THE PROBLEM
Put the lines of the entries below into a numbered list, starting with the line containing "Put a dot on every instance of the red lipstick" and going on through the end of the entries, with blank lines omitted. Leave the pictures out of the answer.

==== DATA SECTION

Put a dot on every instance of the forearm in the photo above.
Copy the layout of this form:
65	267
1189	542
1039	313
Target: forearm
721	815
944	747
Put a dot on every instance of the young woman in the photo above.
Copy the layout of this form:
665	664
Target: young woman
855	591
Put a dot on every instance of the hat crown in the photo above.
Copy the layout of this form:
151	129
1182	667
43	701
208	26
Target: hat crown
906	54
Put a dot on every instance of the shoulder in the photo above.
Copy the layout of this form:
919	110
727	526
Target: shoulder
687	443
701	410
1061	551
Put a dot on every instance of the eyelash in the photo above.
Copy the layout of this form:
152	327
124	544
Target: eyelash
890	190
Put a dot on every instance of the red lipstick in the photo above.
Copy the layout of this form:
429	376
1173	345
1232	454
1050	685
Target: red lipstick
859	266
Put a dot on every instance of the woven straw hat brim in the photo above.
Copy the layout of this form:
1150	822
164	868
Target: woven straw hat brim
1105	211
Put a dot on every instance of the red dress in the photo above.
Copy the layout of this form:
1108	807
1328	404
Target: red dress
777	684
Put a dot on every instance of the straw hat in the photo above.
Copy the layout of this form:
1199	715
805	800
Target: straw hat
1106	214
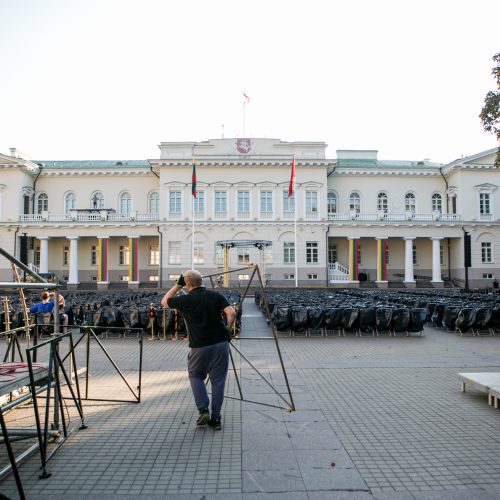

========

ANSWER
1. Put a dot on every instance of the red lipstick in the photo above.
2. Copy the layout of this form:
3. 429	376
4. 1173	345
5. 1232	454
6. 1050	685
7. Target: red lipstick
8. 859	266
9. Put a dot on every instance of the woven straw hat brim in the photo above.
10. Copy the layout of this form:
11. 1150	822
12. 164	868
13. Target: woven straw hat brim
14. 1105	211
15. Put a dot on every instance of the red dress in the photo above.
16. Copy the layout of this form:
17. 1108	807
18. 1328	404
19. Target: red dress
20. 777	684
21. Put a dot on every instance of the straw hat in the photo above.
22. Copy the layout of this form:
23. 1199	715
24. 805	800
25. Target: straw hat
26. 1106	214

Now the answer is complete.